What the task requires
Every line containing "below" should be copied out. Go through the entries and find them.

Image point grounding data

# # # # # # #

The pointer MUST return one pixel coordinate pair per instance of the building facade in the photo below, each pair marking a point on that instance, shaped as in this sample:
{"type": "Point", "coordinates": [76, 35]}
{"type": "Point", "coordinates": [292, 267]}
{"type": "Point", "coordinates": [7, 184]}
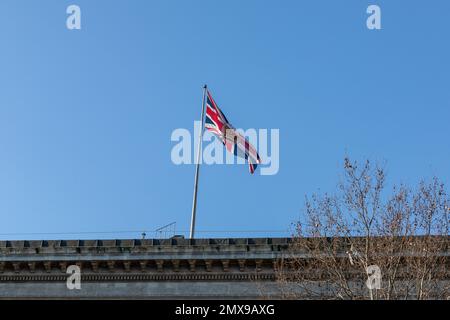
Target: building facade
{"type": "Point", "coordinates": [174, 268]}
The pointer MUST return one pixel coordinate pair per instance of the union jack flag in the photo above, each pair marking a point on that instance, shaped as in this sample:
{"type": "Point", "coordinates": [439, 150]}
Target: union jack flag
{"type": "Point", "coordinates": [236, 143]}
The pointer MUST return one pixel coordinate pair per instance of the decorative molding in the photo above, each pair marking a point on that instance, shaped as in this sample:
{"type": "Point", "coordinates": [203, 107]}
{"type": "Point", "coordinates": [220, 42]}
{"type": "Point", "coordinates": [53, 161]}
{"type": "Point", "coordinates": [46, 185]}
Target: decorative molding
{"type": "Point", "coordinates": [107, 277]}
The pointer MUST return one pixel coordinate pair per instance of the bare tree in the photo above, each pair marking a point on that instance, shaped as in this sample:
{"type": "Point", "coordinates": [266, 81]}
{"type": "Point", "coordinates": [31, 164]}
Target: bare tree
{"type": "Point", "coordinates": [343, 240]}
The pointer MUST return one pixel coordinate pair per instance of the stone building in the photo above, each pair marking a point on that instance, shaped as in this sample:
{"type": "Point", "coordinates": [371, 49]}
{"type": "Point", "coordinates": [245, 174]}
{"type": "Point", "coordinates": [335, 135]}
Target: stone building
{"type": "Point", "coordinates": [174, 268]}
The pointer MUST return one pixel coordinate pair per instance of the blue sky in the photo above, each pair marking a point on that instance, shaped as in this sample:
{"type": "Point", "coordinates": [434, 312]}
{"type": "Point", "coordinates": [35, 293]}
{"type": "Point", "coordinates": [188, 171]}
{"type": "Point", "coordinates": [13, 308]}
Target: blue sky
{"type": "Point", "coordinates": [86, 116]}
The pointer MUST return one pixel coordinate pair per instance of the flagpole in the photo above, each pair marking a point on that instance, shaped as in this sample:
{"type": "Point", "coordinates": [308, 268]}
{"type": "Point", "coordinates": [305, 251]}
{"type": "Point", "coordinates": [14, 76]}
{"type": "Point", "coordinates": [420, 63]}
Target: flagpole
{"type": "Point", "coordinates": [197, 168]}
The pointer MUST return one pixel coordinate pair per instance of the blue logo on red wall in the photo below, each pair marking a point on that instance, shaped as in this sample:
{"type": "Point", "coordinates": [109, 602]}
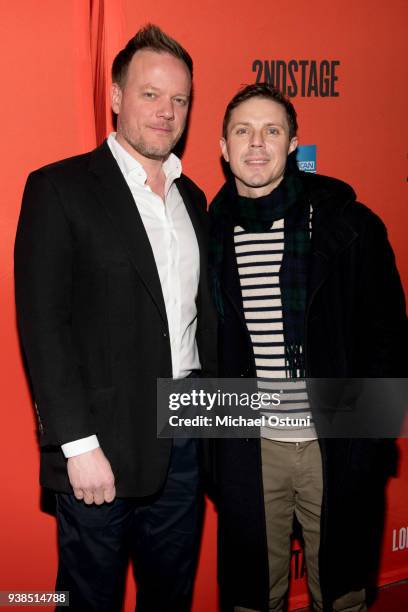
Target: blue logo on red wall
{"type": "Point", "coordinates": [306, 157]}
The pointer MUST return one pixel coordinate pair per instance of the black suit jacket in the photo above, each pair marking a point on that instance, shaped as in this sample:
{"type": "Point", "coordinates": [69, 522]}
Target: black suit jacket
{"type": "Point", "coordinates": [92, 317]}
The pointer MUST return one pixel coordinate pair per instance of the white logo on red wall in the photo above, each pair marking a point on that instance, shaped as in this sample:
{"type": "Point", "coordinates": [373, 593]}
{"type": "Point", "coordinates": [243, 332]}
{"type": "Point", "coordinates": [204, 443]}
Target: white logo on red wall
{"type": "Point", "coordinates": [400, 539]}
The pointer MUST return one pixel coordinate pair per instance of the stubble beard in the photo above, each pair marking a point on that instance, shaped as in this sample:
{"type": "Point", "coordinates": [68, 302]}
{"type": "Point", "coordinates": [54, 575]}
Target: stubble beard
{"type": "Point", "coordinates": [156, 152]}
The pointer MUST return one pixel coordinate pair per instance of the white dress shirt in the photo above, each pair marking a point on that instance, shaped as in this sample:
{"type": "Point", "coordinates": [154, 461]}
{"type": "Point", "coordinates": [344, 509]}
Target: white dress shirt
{"type": "Point", "coordinates": [175, 250]}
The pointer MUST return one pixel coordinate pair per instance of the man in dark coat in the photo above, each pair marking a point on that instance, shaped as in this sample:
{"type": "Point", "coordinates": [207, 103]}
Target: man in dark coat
{"type": "Point", "coordinates": [112, 293]}
{"type": "Point", "coordinates": [305, 285]}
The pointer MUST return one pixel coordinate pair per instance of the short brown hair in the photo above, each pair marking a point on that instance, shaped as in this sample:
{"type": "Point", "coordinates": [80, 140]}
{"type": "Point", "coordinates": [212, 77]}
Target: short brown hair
{"type": "Point", "coordinates": [261, 90]}
{"type": "Point", "coordinates": [148, 37]}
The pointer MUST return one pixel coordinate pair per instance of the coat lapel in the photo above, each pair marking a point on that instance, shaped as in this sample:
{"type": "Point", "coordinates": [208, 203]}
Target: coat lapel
{"type": "Point", "coordinates": [117, 200]}
{"type": "Point", "coordinates": [331, 235]}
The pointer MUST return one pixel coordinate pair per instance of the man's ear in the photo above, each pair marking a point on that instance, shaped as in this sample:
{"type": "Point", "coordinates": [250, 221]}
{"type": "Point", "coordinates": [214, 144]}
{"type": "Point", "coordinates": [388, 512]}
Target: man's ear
{"type": "Point", "coordinates": [224, 150]}
{"type": "Point", "coordinates": [116, 98]}
{"type": "Point", "coordinates": [293, 145]}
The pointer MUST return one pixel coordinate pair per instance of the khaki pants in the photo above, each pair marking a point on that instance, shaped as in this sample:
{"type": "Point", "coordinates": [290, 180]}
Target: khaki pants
{"type": "Point", "coordinates": [293, 484]}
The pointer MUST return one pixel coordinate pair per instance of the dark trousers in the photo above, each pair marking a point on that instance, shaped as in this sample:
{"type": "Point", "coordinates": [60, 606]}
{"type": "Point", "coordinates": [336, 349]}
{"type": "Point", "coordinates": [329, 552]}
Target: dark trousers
{"type": "Point", "coordinates": [161, 537]}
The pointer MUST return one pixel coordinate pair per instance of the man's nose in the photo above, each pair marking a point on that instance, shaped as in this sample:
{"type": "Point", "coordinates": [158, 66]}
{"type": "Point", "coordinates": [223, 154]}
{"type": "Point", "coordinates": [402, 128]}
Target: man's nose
{"type": "Point", "coordinates": [257, 139]}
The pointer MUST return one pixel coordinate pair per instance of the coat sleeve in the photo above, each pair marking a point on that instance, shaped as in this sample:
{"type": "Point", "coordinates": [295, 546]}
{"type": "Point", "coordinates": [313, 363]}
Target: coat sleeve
{"type": "Point", "coordinates": [43, 288]}
{"type": "Point", "coordinates": [383, 304]}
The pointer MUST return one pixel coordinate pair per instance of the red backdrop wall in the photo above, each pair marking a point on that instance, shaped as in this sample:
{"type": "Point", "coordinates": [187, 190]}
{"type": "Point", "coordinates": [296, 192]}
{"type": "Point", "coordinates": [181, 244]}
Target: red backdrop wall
{"type": "Point", "coordinates": [55, 63]}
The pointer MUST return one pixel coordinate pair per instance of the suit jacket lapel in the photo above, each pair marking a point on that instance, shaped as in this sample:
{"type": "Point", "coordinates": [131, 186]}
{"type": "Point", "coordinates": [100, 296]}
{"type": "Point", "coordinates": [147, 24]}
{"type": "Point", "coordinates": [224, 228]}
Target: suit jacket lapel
{"type": "Point", "coordinates": [117, 200]}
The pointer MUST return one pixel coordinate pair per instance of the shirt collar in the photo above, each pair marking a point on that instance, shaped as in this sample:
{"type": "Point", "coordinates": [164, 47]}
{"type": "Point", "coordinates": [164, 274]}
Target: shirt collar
{"type": "Point", "coordinates": [133, 170]}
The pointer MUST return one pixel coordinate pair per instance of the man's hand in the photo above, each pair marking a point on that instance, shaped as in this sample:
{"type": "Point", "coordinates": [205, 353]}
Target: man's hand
{"type": "Point", "coordinates": [91, 477]}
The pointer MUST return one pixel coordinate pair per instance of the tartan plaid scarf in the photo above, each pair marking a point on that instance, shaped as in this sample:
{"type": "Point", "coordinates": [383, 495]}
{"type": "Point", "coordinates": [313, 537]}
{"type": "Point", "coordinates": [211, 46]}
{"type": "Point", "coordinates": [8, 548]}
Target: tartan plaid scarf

# # # # # # #

Response area
The pointer MUST return one pixel coordinate pair per instance of the building facade in the photo below, each pair marking a point on that instance, shaped as in this sample:
The pointer MUST return one pixel coordinate pair per instance of the blue logo on red wall in the photo below, each pair marking a point on that instance, shaped as in this sample:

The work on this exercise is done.